__Excerpt__.

┄┄┄┄┄┄┄┄┄┄┄┄┄┄┄┄┄┄┄┄

The Cringeworthy Thing Rachel Brosnahan Pulled Out Of Her NYC Toilet

In the weeks since the COVID-19 variant omicron first landed in the U.S., public figures like President Joe Biden and top infectious disease expert Dr. Anthony Fauci are once again urging people to follow health mandates and proceed with caution. And a number of celebrities outside the political sphere are also doing their part — some in more unorthodox ways than others. Enter "The Marvelous Mrs. Maisel" star Rachel Brosnahan.

On December 21, Brosnahan shared a rather gross Instagram post doing toilet repair — interestingly, starting off the caption with a message to residents of a city facing yet another drastic uptick in COVID-19 cases due to the omicron variant. "New York, I love you," she wrote. "Stay safe out there folks and let's please look out for each other as this new wave moves through our ranks."

Rather than a traditional sign-off, however, Brosnahan went with a different tack — one which clarified why the photo depicted the "Marvelous Mrs. Maisel" star kneeling next two a toilet, with a plunger in one hand, and what appeared to be a broken broom stick in the other. Not only did the rest of the caption reveal why Brosnahan was stick-deep in a toilet bowl, but that a horrifying find was hidden somewhere among the pipes. 

Rachel Brosnahan pulled a dead rat out of a toilet in her latest Instagram photo

In the final line of her Instagram post (pictured above), Rachel Brosnahan revealed exactly what she was fishing out of her apartment latrine. "In other NYC news, today I pulled a drowned rat out of our toilet," Brosnahan wrote, in a horrifying coda and accompanying conclusion.

┄┄┄┄┄┄┄┄┄┄┄┄┄┄┄┄┄┄┄┄

__Material supplied__.
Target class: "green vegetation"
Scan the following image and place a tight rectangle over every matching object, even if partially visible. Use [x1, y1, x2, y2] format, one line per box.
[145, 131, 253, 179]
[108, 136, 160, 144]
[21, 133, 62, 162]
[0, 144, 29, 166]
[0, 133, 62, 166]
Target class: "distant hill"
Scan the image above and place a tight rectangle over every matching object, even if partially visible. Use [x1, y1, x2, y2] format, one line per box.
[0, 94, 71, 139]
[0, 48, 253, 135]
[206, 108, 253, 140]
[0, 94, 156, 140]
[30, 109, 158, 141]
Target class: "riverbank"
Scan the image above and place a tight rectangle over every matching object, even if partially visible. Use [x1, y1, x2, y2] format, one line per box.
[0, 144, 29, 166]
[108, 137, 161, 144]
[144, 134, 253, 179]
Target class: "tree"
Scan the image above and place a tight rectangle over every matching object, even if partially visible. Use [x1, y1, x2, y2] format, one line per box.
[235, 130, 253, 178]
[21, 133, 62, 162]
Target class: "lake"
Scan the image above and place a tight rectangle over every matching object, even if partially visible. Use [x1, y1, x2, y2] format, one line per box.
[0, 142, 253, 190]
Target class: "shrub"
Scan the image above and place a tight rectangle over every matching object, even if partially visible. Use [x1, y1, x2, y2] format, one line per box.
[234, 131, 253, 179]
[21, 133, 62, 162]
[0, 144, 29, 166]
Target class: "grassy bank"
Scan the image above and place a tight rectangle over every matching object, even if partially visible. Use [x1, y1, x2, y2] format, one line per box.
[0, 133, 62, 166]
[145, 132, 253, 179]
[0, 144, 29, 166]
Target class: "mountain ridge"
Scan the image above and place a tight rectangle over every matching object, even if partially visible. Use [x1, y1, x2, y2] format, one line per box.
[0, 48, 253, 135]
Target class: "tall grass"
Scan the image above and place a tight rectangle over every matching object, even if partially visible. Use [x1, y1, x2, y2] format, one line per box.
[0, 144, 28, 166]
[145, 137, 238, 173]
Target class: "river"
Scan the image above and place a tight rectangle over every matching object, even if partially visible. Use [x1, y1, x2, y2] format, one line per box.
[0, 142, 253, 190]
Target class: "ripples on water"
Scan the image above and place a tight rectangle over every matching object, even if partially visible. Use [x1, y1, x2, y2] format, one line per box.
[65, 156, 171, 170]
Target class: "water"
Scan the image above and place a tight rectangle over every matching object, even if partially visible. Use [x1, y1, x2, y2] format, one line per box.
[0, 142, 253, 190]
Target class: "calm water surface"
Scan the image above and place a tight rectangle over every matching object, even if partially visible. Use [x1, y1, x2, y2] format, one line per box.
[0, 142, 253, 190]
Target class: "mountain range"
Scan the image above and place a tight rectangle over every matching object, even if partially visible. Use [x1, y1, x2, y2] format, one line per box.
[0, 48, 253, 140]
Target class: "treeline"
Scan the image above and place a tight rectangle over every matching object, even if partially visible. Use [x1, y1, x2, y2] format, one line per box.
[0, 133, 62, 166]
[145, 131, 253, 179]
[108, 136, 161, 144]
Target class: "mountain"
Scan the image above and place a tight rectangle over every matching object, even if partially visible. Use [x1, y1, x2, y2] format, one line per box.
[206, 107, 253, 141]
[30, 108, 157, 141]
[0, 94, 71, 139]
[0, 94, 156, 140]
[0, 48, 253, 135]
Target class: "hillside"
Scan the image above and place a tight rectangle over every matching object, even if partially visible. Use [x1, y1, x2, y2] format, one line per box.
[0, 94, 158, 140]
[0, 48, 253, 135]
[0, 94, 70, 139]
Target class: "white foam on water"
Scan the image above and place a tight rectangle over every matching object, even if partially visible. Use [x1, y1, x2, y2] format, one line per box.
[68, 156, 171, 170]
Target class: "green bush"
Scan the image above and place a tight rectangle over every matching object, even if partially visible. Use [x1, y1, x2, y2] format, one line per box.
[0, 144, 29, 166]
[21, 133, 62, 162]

┄┄┄┄┄┄┄┄┄┄┄┄┄┄┄┄┄┄┄┄

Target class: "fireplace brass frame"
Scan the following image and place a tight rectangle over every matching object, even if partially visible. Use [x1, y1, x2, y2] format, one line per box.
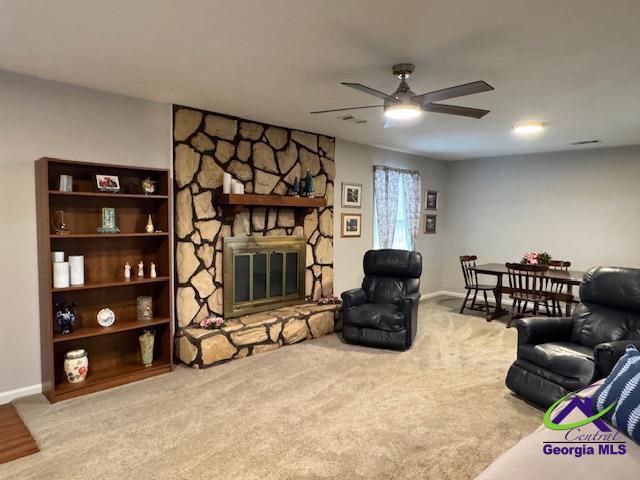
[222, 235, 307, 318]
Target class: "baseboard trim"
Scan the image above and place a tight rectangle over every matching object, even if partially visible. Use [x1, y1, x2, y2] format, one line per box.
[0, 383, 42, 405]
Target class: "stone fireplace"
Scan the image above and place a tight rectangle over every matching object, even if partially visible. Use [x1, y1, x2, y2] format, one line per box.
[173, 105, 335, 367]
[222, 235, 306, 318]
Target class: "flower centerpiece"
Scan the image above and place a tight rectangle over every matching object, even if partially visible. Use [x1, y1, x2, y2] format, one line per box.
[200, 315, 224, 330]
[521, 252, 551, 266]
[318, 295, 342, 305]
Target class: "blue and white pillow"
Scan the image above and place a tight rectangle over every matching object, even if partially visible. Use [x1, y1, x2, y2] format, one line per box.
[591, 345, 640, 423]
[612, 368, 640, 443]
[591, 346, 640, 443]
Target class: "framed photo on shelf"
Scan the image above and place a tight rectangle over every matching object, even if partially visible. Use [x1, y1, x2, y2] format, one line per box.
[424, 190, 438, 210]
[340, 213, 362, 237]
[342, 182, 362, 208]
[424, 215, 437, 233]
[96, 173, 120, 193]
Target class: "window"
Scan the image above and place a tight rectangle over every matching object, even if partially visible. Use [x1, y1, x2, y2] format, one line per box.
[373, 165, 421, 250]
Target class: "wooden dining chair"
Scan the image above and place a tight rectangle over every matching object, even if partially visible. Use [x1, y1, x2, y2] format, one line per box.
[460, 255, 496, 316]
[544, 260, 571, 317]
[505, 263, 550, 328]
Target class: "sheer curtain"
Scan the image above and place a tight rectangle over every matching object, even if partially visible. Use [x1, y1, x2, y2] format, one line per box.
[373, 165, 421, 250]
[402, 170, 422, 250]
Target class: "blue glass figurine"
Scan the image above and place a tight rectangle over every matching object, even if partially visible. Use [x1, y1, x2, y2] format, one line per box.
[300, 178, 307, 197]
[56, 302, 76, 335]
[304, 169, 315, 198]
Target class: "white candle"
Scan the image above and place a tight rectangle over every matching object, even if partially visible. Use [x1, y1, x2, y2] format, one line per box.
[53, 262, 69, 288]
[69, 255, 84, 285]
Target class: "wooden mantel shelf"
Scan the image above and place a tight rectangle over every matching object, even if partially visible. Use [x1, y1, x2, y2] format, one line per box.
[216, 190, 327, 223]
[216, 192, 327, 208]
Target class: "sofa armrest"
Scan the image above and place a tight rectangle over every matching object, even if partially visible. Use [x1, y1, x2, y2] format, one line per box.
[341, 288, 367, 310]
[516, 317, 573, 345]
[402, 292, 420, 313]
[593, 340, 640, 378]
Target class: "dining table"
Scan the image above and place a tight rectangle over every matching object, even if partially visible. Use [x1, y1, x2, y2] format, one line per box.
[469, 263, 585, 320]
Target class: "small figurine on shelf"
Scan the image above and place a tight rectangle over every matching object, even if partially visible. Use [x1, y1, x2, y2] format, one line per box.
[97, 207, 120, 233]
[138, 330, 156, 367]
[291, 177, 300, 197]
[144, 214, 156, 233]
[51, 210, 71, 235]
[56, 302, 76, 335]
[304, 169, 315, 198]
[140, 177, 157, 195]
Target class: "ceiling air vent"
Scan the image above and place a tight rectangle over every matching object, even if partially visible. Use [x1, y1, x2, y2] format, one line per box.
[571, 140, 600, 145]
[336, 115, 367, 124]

┄┄┄┄┄┄┄┄┄┄┄┄┄┄┄┄┄┄┄┄

__What you should do__. Please extract the part of the Rachel Brosnahan toilet article that opens with the words containing "In the final" and closes with "and accompanying conclusion.", copying it word for word. The material isn't needed for this.

__Response to the task__.
In the final line of her Instagram post (pictured above), Rachel Brosnahan revealed exactly what she was fishing out of her apartment latrine. "In other NYC news, today I pulled a drowned rat out of our toilet," Brosnahan wrote, in a horrifying coda and accompanying conclusion.